* Directions for this task:
Down to the last line, copy the records below without any change.

* Given records:
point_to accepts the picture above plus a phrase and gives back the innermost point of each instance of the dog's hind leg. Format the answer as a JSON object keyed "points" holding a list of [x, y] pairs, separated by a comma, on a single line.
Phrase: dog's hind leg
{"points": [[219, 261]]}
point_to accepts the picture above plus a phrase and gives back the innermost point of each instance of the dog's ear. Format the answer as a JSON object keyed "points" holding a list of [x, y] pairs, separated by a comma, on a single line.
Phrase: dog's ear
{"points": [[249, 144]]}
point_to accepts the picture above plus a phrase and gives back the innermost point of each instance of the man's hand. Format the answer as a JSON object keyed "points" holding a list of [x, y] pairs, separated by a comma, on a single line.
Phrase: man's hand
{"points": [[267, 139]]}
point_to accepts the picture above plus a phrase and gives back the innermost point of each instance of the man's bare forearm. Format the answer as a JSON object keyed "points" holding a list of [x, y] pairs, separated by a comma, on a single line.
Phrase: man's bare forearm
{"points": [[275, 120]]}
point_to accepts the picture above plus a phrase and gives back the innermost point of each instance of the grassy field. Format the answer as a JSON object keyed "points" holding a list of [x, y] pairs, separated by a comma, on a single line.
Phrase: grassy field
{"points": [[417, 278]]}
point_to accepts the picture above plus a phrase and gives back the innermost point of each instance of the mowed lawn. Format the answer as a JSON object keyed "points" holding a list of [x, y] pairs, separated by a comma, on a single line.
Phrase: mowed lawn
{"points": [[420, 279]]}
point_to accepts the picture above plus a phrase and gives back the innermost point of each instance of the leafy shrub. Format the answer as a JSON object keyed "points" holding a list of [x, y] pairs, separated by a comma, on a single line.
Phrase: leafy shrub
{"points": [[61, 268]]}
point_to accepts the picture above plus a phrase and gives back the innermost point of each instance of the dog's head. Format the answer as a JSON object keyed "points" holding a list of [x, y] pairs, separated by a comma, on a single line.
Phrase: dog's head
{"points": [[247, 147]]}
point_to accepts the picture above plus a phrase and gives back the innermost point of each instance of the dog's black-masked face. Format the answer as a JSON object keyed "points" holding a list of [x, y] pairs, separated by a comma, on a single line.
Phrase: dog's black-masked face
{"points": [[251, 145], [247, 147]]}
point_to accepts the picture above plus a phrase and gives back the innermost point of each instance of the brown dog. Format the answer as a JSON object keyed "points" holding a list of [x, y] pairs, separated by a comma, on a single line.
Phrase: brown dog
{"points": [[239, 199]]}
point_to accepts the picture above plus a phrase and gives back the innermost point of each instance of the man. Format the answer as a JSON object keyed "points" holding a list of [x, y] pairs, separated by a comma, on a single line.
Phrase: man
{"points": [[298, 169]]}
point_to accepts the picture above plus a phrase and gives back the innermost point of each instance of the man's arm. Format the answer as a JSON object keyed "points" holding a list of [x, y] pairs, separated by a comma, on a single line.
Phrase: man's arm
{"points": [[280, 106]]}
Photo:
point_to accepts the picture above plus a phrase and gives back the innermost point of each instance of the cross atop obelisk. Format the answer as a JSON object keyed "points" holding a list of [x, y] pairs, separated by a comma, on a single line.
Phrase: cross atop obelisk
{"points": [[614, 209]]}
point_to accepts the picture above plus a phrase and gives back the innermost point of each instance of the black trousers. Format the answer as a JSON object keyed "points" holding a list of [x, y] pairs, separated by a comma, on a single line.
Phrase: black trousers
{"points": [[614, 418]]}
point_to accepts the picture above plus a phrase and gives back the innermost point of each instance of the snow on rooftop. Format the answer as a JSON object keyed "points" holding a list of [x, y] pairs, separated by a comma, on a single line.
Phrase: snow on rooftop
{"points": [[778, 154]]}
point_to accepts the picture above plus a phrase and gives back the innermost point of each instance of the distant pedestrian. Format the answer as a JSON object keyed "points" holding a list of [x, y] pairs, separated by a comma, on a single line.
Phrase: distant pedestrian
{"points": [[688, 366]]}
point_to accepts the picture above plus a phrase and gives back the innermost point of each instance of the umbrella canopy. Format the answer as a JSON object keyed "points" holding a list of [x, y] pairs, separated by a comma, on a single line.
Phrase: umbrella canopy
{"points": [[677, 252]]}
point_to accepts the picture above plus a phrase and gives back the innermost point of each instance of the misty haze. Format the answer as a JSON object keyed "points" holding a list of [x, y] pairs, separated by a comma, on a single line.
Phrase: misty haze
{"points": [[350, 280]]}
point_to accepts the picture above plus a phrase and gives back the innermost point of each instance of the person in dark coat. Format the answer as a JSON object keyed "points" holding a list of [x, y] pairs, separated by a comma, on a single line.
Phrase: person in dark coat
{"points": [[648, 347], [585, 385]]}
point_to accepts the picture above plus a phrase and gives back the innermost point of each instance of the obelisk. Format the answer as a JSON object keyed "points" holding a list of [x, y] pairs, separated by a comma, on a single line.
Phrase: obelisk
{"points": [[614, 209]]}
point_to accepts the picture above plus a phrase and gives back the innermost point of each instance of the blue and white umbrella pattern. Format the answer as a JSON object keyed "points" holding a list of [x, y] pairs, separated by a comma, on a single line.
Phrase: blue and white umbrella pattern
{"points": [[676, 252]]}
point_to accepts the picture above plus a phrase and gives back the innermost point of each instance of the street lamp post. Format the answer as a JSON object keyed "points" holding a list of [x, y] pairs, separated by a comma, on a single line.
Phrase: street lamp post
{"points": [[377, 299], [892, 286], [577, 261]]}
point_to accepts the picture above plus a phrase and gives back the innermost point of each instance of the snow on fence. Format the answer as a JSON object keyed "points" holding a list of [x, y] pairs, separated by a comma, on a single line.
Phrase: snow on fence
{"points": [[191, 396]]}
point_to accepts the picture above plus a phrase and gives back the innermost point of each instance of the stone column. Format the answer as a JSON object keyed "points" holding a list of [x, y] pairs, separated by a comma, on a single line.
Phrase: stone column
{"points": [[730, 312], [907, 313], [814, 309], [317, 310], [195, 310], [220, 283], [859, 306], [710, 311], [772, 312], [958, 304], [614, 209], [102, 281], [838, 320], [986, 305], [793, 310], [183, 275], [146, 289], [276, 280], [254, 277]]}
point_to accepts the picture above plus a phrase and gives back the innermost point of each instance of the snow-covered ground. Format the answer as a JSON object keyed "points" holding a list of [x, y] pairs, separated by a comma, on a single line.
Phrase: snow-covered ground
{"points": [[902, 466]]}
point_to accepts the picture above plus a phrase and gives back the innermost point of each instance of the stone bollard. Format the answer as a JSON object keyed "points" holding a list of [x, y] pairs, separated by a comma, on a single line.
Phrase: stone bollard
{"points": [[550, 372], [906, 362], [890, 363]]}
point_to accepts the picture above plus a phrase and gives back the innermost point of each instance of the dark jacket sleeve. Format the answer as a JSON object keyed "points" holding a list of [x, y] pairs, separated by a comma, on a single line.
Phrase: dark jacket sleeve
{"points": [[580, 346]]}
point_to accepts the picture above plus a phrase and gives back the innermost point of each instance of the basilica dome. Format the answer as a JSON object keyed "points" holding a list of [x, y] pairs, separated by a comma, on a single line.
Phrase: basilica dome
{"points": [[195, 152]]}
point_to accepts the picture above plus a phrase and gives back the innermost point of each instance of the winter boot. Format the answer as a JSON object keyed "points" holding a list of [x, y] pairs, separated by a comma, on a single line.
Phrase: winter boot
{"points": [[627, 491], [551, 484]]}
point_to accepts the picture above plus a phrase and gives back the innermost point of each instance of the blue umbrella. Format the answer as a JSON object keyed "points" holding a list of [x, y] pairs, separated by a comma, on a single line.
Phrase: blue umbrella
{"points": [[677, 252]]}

* Result of the exercise:
point_to accepts the picture above plus a phrase and gives back the innermost point of each instance of the dog's hind leg. Format the answer as a JSON object keyed "points" holding a list of [x, y] pairs, separated by a comma, on a single line.
Phrase: dog's hind leg
{"points": [[219, 261]]}
point_to accepts the picture above plus a phrase and gives back the innermost point of each instance of the dog's ear. Format the answer as a JSON object keyed "points" holding a list of [x, y] pairs, separated by a comma, on a single line.
Phrase: dog's ear
{"points": [[249, 144]]}
point_to accepts the picture above plus a phrase and gives back the innermost point of each instance of the man's hand. Format the answer as a JSON object keyed "points" holding a list of [x, y] pairs, separated by a comma, on a single line.
Phrase: man's hand
{"points": [[267, 139]]}
point_to accepts the picture above plus a phrase and gives back the innermost point of each instance of the man's bare forearm. Format the answer as a JSON object keyed "points" holding a list of [x, y] pairs, separated by a comma, on a single line.
Phrase: man's bare forearm
{"points": [[275, 120]]}
point_to accepts the picture above plus a phrase and gives back the innermost point of each instance of the grassy field. Format the answer as a JSON object keyed "points" holding a list of [x, y] pairs, separated by a comma, on a single line.
Phrase: grassy field
{"points": [[417, 278]]}
point_to accepts the picture above plus a phrase and gives back the innermost point of each instance of the mowed lawn. Format the answer as a JSON object keyed "points" holding a list of [x, y] pairs, separated by a comma, on a single line.
Phrase: mowed lawn
{"points": [[420, 279]]}
point_to accepts the picture above plus a phrase and gives back the innermost point of each instance of the leafy shrub. Format the answer as a JSON object keyed "points" holding a list of [x, y] pairs, separated by a comma, on a single line.
Phrase: leafy shrub
{"points": [[61, 268]]}
point_to accepts the picture above plus a phrase and gives back the innermost point of each instance of the dog's head. Format the answer as a JSON object keyed "points" holding a list of [x, y] pairs, separated by a comma, on a single line.
Phrase: dog's head
{"points": [[247, 147]]}
point_to accepts the picture above plus a phrase and gives back the innermost point of each instance of the dog's black-masked face. Format the answer as a JSON object keyed "points" holding a list of [x, y] pairs, separated by a comma, on a single line.
Phrase: dog's black-masked face
{"points": [[251, 145], [247, 147]]}
point_to accepts the picture above plus a phrase and gives back the innermost point of each instance of the brown dog. Format the answer as a JSON object keyed "points" holding a list of [x, y] pairs, separated by a comma, on a single line.
Phrase: brown dog
{"points": [[239, 199]]}
point_to accepts the picture above plus a phrase and gives back the innermost point of each instance of the man. Format the answer as a JSON object keyed "points" holding a list of [x, y] pairs, separated by a comma, on a single line.
Phrase: man
{"points": [[298, 169]]}
point_to accepts the picture above plus a phrase and gives back the innermost point of each instance of the man's arm. Format the answer as a JSON object keyed "points" holding a list of [x, y] pairs, separated by a comma, on a single line.
Phrase: man's arm
{"points": [[280, 106]]}
Photo:
point_to accepts the picture above plus a phrase and gives back the innermost point of each instance of the cross atop obelisk. Format the answer as a JSON object keyed "points" holding a list of [x, y] pairs, separated by a comma, on a single line.
Phrase: cross atop obelisk
{"points": [[614, 209]]}
point_to accepts the picture above plus a phrase and gives back the innermost point of each instance of the black trousers. Format the answer as a JSON object keyed "points" holding a list of [x, y] pairs, separated by a comma, on a single line.
Phrase: black trousers
{"points": [[614, 418]]}
point_to accepts the picture above plus a phrase and gives back the innermost point of each instance of the snow on rooftop. Format the answer as a JSON object keyed "points" holding a list of [x, y] pairs, separated by a comma, on a single line.
Phrase: snow on rooftop
{"points": [[778, 154]]}
point_to accepts the picture above plus a phrase and gives back the innermost point of each instance of the distant pedestrian. Format the answer as a JSON object keyed "points" holding a list of [x, y] pairs, separated by a comma, on a single line.
Phrase: distant pedestrian
{"points": [[688, 366]]}
point_to accepts the picture above plus a phrase and gives back the innermost point of each instance of the umbrella canopy. Format the answer as a JSON object keyed "points" holding a list of [x, y] pairs, separated by a comma, on a single line.
Phrase: umbrella canopy
{"points": [[677, 252]]}
point_to accepts the picture above plus a phrase and gives back the innermost point of each instance of the misty haze. Format the answer as a JSON object keyed "points" holding a list of [x, y] pairs, separated by a comma, on a single line.
Phrase: misty haze
{"points": [[350, 280]]}
point_to accepts the picture above plus a phrase and gives back the innermost point of each instance of the person in dark coat. Format the answer as a JSON object keyed "points" holding a list of [x, y] pairs, separated by a comma, on a single line.
Phrase: person in dark coat
{"points": [[648, 347], [585, 385]]}
point_to accepts the picture above plus a phrase and gives back the innermost point of each instance of the obelisk. Format the answer as a JSON object keyed "points" holding a list of [x, y] pairs, separated by a comma, on a single line.
Phrase: obelisk
{"points": [[614, 209]]}
point_to accepts the picture above plus a phrase and gives back the innermost point of each instance of the blue and white umbrella pattern. Format the answer as a JSON object keyed "points" holding a list of [x, y] pairs, separated by a comma, on a single line.
Phrase: blue and white umbrella pattern
{"points": [[676, 252]]}
point_to accepts the picture above plus a phrase and gives back the innermost point of each instance of the street lamp post. Format the answer as a JSON object keyed "points" holding a list of [x, y] pairs, separated by a comma, on a single line.
Phrase: street lamp post
{"points": [[377, 299], [892, 286], [577, 261]]}
point_to accepts the picture above plus a phrase and gives back the innermost point of each instance of the snow on fence. Format the answer as a JSON object keyed "points" holding a list of [x, y] pairs, separated by a comma, on a single line.
Phrase: snow on fence
{"points": [[191, 396]]}
point_to accepts the picture above plus a phrase and gives back the innermost point of each instance of the stone column. Format the answer as a JSON object keyed "points" holding a list of [x, y] pairs, separated by a comma, on a single line.
Phrase: stone column
{"points": [[730, 312], [907, 313], [814, 309], [317, 310], [195, 310], [220, 283], [859, 306], [710, 311], [772, 312], [958, 304], [614, 209], [102, 281], [838, 320], [986, 305], [793, 310], [183, 275], [146, 289], [276, 280], [254, 277]]}
point_to accepts the picture above plus a phrase and gives back the innermost point of each instance of the snow-covered ground. Format the answer as a JSON object keyed "points" holding a list of [x, y] pairs, separated by a comma, on a single line.
Phrase: snow-covered ground
{"points": [[902, 466]]}
point_to accepts the picture above plus a phrase and gives back the innermost point of each instance of the stone bollard. Format the answer as a JSON object keyed "points" holding a list of [x, y] pairs, separated by a comma, on a single line.
Phrase: stone bollard
{"points": [[550, 372], [906, 362], [890, 363]]}
point_to accepts the picture above plus a phrase and gives back the innermost point of each instance of the dark jacket sleeve. Format the answer as a JSON object keyed "points" holding a list of [x, y] pairs, separated by a comma, on a single line.
Phrase: dark jacket sleeve
{"points": [[580, 346]]}
point_to accepts the picture above plus a phrase and gives back the innermost point of each instance of the basilica dome. Format the answer as a JSON object keyed "points" holding a list of [x, y] pairs, separated by a comma, on a single line.
Phrase: basilica dome
{"points": [[195, 152]]}
point_to accepts the picture above plus a phrase and gives back the innermost point of each instance of the winter boot. Format the answer as a JSON object keyed "points" holding a list of [x, y] pairs, separated by a comma, on a single line.
Phrase: winter boot
{"points": [[627, 491], [551, 484]]}
point_to accepts the picture above plus a phrase and gives back the innermost point of each instance of the blue umbrella. Format the answer as a JSON object keyed "points" holding a list of [x, y] pairs, separated by a comma, on a single line.
Phrase: blue umbrella
{"points": [[677, 252]]}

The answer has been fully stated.